Work required:
All records, minus the pictures: write them out exactly.

Given records:
※

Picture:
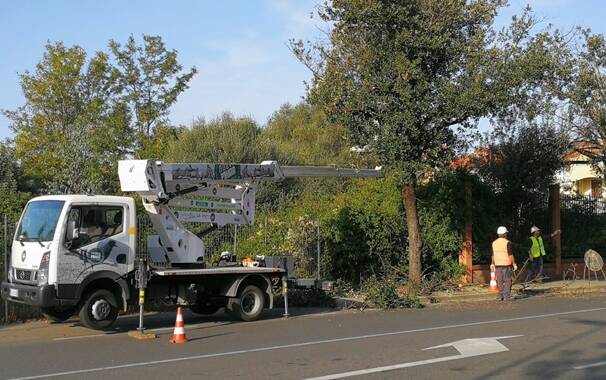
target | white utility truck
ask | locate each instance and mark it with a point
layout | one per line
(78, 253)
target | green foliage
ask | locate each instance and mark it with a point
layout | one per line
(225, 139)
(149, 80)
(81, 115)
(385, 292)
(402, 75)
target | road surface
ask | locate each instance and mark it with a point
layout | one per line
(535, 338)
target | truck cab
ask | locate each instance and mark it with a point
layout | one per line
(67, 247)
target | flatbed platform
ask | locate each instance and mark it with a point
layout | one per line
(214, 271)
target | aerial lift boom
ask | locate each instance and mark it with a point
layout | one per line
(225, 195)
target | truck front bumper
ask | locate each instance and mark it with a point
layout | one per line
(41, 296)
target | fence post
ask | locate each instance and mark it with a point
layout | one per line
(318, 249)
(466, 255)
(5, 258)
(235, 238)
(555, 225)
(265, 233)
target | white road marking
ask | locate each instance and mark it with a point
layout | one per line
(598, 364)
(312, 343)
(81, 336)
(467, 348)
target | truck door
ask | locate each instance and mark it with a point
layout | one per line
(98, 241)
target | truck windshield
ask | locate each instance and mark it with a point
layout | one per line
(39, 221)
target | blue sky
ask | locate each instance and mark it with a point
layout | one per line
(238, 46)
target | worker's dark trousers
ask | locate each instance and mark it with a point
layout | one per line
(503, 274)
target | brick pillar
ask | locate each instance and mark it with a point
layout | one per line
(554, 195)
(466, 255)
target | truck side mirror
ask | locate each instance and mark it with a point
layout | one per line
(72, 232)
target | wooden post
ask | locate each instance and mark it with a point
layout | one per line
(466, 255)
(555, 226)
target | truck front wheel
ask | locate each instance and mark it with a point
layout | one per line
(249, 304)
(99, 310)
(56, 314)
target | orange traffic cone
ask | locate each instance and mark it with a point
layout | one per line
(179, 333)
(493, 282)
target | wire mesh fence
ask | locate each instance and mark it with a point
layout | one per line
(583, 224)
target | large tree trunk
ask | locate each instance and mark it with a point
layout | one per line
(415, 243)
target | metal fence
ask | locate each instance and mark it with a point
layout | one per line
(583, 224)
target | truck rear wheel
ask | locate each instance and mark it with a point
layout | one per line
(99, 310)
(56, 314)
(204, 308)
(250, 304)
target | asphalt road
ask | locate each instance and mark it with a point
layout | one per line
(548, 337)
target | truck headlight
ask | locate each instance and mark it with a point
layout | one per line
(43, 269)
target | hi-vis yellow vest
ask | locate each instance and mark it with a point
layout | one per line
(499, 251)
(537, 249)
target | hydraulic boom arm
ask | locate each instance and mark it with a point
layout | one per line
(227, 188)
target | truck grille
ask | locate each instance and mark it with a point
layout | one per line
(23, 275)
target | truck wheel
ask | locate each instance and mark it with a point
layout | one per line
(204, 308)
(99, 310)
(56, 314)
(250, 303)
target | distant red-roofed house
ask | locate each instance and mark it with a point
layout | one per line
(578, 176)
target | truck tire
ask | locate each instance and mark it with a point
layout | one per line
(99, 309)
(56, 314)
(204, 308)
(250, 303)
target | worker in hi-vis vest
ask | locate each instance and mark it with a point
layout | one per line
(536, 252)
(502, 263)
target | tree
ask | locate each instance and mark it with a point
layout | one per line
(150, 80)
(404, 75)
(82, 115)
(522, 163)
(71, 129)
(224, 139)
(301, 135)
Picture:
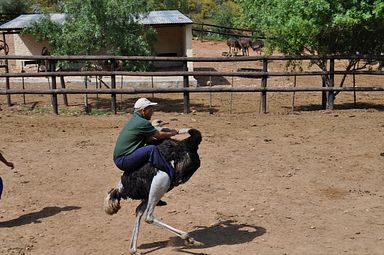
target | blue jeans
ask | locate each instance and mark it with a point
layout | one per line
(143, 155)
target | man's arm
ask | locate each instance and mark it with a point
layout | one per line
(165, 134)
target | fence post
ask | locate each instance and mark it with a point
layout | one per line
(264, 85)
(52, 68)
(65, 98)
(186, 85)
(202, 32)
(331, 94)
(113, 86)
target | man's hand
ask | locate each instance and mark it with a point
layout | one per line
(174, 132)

※

Answer area:
Picture:
target | white utility truck
ask | locate each instance and mark it with a point
layout | one per line
(78, 253)
target | green foliage
ask | locate each instance and mark it with a point
layout | one per line
(225, 139)
(149, 80)
(81, 115)
(385, 292)
(402, 75)
target | road surface
ask | locate each instance and mark it with a point
layout | one per line
(535, 338)
target | truck cab
ask | locate each instance and mark it with a point
layout | one per line
(67, 247)
target | flatbed platform
ask | locate each instance and mark it with a point
layout | one per line
(214, 271)
target | aerial lift boom
ask | locate each instance and mark it with a point
layout | one per line
(225, 195)
target | truck front bumper
ask | locate each instance and mark it with a point
layout | one per line
(41, 296)
target | fence post
ask | locate each instance and mark it with a point
layout | one per line
(318, 249)
(466, 255)
(5, 258)
(235, 238)
(555, 225)
(265, 233)
target | white road marking
ask | locate each instance and mark it with a point
layout | one per line
(598, 364)
(312, 343)
(81, 336)
(467, 348)
target | truck door
ask | locate each instance and mark it with a point
layout | one per line
(98, 241)
target | truck windshield
ask | locate each instance and mark it with a point
layout | one per line
(39, 221)
target | blue sky
ask | locate each instance and mark it with a point
layout | one per line
(238, 46)
target | worker's dark trousers
ask | locate each instance and mark it with a point
layout | one per line
(503, 274)
target | brick pillar
ask | locate each instance and mark it with a point
layout | one per line
(554, 195)
(466, 255)
target | truck side mirror
ask | locate each instance and mark it with a point
layout | one per line
(72, 232)
target | wooden post
ask | locate each instance and mark it with a point
layout | one per line
(466, 255)
(555, 226)
target | truck front wheel
ask | locate each instance and mark it with a point
layout | one per line
(249, 304)
(99, 310)
(56, 314)
target | orange traffic cone
ask | locate each instance and mark it with a point
layout | one per line
(179, 333)
(493, 282)
target | wire mesh fence
ask | locate each instance and mark it with a point
layout | one per line
(583, 224)
target | large tree trunk
ask | locate each instance and mark it with a point
layout | one per line
(415, 243)
target | metal fence
ask | locate each instance and mark it with a point
layout | one per line
(583, 224)
target | truck rear wheel
ask | locate each instance and mark it with a point
layout | one per line
(99, 310)
(56, 314)
(204, 308)
(250, 304)
target | asphalt road
ask | locate each instance and mark it with a point
layout | one per line
(548, 337)
target | truck headlight
ask | locate each instance and mark it with a point
layout | one per line
(43, 269)
target | hi-vis yellow vest
ask | locate each instance and mark it with a point
layout | one per line
(499, 251)
(537, 249)
target | hydraulic boom arm
ask | locate each instance and mark it with a point
layout | one per line
(227, 188)
target | truck grille
ask | locate each instance and mark it with a point
layout | one per line
(23, 275)
target | truck wheel
ask | locate each instance and mark it with a point
layout | one per line
(204, 308)
(99, 310)
(56, 314)
(250, 303)
target | distant red-roofed house
ask | locate each instance and mark it with a point
layout | one per line
(578, 176)
target | truck tire
ask | locate each instance and mark it with a point
layout | one per line
(99, 309)
(56, 314)
(204, 308)
(250, 303)
target | worker in hi-vis vest
ask | locate each instance and mark it with a point
layout | one per line
(536, 252)
(502, 263)
target | tree
ask | locate each instance and mark it with a point
layout | one per line
(150, 80)
(404, 75)
(82, 115)
(522, 163)
(71, 129)
(224, 139)
(301, 135)
Picture:
target | blue jeans
ask | locate each instance and mark it with a point
layout | one per line
(143, 155)
target | man's arm
ask | locate each instance and mark it with a point
layout | one per line
(165, 134)
target | fence post
ask | locate each instance and mark it with a point
layout | one per line
(264, 85)
(52, 68)
(65, 98)
(186, 85)
(202, 32)
(331, 94)
(113, 86)
target | man's hand
ask | locate each instance and mark it with a point
layout | one per line
(174, 132)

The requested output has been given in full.